[begin Data]

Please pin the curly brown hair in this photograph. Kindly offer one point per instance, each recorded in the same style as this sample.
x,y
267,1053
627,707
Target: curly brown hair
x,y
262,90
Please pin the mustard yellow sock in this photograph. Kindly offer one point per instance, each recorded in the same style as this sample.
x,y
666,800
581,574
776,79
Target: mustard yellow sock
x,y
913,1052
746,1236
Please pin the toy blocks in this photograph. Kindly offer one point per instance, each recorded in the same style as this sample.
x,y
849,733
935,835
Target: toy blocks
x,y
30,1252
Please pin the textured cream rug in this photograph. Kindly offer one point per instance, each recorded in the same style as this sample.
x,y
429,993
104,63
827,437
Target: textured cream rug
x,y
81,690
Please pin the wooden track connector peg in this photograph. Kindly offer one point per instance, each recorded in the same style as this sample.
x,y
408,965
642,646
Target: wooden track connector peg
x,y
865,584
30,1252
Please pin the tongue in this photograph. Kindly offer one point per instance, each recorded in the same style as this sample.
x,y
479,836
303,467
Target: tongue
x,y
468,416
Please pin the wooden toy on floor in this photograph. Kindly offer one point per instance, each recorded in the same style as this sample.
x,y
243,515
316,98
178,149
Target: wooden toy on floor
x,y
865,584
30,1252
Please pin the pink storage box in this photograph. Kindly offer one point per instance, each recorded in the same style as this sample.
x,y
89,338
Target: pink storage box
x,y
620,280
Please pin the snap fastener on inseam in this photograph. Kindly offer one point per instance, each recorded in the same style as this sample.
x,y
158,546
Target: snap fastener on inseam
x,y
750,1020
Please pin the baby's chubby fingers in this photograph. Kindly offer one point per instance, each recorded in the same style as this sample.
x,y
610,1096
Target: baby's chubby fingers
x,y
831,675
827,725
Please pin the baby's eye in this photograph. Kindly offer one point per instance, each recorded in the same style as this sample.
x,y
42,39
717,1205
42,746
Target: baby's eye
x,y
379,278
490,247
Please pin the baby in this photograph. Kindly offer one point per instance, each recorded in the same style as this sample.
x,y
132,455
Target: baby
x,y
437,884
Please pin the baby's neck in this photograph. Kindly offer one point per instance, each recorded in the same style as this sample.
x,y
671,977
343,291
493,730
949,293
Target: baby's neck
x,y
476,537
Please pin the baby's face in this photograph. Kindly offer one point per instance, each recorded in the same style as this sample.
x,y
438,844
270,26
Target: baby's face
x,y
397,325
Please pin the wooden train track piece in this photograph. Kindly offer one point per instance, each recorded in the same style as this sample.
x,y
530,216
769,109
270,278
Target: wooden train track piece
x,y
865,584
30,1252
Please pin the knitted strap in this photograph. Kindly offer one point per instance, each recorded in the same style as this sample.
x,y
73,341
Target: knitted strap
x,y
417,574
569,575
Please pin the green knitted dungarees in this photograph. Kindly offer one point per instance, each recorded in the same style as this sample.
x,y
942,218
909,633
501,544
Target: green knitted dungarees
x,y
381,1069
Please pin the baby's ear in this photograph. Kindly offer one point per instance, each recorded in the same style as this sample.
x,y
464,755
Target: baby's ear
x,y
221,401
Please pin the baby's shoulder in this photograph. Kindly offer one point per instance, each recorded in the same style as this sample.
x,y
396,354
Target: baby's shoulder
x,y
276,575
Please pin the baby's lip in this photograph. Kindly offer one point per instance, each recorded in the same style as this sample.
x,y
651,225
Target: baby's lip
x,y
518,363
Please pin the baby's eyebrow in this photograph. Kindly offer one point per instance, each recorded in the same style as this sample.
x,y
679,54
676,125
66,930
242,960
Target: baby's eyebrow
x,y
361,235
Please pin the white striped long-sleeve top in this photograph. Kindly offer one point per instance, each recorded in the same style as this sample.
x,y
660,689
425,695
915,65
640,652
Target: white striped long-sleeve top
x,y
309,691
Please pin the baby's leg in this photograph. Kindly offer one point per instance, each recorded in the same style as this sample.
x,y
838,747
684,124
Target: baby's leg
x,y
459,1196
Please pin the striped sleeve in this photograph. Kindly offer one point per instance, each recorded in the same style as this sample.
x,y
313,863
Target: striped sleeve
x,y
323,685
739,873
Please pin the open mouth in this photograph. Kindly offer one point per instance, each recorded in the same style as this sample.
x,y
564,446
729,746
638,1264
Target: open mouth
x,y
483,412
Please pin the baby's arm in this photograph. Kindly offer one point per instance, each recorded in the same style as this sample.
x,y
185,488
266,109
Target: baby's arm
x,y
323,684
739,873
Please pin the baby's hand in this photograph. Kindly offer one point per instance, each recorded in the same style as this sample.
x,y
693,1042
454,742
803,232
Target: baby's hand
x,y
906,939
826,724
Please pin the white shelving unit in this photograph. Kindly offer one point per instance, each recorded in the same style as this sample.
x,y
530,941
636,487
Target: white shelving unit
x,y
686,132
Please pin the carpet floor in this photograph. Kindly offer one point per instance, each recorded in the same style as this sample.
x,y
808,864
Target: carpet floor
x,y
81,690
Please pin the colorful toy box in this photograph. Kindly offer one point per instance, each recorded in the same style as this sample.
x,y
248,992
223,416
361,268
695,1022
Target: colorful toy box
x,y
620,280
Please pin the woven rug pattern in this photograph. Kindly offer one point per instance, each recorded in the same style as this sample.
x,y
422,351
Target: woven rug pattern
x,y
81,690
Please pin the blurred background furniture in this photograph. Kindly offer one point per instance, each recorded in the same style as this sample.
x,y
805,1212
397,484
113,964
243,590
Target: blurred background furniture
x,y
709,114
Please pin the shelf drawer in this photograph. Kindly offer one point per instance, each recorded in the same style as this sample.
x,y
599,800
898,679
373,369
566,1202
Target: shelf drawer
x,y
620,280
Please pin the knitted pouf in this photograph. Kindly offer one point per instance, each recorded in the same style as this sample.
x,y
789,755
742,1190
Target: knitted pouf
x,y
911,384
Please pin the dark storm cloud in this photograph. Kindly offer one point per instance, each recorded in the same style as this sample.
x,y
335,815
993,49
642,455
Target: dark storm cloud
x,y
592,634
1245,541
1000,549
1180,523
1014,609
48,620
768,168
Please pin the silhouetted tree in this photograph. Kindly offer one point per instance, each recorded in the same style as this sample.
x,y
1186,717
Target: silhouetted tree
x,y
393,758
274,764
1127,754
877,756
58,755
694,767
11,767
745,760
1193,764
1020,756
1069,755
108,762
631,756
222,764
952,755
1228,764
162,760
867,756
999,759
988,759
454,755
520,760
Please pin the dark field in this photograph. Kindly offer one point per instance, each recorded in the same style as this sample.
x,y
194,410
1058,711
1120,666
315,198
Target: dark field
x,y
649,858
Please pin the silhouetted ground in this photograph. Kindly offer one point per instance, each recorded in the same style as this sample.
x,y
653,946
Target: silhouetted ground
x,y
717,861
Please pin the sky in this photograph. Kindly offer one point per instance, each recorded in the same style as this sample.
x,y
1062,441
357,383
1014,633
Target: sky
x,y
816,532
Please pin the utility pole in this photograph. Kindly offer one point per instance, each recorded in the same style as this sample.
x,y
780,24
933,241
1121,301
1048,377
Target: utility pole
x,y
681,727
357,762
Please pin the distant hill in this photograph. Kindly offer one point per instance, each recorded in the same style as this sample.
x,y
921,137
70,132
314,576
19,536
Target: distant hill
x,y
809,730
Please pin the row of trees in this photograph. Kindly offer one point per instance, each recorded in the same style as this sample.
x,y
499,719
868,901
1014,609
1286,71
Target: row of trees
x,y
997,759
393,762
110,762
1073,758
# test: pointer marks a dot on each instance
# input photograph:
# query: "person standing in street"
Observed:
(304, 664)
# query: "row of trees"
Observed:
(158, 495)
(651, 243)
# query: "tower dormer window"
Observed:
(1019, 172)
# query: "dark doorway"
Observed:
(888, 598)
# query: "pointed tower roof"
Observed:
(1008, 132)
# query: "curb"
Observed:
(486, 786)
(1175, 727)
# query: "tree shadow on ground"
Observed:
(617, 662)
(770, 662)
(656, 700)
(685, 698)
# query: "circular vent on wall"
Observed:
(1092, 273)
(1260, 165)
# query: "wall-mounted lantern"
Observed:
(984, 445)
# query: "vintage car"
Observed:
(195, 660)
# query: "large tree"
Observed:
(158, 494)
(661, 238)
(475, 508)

[end Data]

Problem to work on
Reproduce precisely the span of lines that begins at the line containing "Please pin the row" and ends with the last line of the listing.

Exercise response
Please pin the row of trees in this photograph. Kindly offer one point per instance, each recorded in the same style as this sample.
x,y
499,719
868,901
1014,609
1286,71
Target: row of trees
x,y
997,759
393,762
110,762
1073,758
# test: pointer marks a dot on each instance
# input photograph:
# query: "person standing in street"
Observed:
(304, 664)
# query: "row of trees"
Observed:
(158, 495)
(651, 243)
# query: "tower dormer window"
Observed:
(1019, 172)
# query: "dark doorway"
Observed:
(888, 598)
# query: "pointed tower roof"
Observed:
(1008, 132)
# query: "curb"
Observed:
(486, 786)
(1175, 727)
# query: "tree shadow on ground"
Observed:
(617, 662)
(770, 662)
(656, 700)
(685, 698)
# query: "circular vent on wall"
Observed:
(1092, 273)
(1260, 165)
# query: "wall-mounted lantern"
Observed:
(984, 445)
# query: "vintage car"
Observed:
(195, 660)
# query: "large tree"
Observed:
(158, 494)
(661, 238)
(475, 508)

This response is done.